#### Exercise directions
Reproduce word for word the lines of the entries from the line containing "Exercise. Identify every instance of the tree" through the last line of the entries, both included.

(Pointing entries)
================================

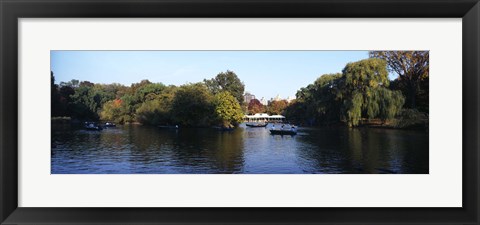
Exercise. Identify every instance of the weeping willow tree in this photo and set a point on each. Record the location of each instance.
(365, 94)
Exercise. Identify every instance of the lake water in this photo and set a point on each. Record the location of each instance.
(132, 149)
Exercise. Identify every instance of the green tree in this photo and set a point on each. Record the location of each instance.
(363, 90)
(157, 108)
(227, 81)
(412, 68)
(227, 109)
(193, 105)
(277, 107)
(254, 106)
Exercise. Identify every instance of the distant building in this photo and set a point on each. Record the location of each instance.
(248, 97)
(290, 99)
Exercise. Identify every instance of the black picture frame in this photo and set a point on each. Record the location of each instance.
(11, 10)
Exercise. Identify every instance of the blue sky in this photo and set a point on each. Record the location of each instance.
(264, 73)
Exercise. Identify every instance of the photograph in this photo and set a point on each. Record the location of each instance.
(239, 112)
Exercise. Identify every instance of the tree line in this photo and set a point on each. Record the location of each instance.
(213, 102)
(362, 92)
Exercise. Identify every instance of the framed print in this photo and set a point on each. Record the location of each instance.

================================

#### Output for this task
Exercise. Identify every instance of the tree line in this photo and set a point on each. Record the location of each instance.
(213, 102)
(362, 92)
Exercise. Identify every instance of the framed print in this photo and set a point on each. Record the location of each instance.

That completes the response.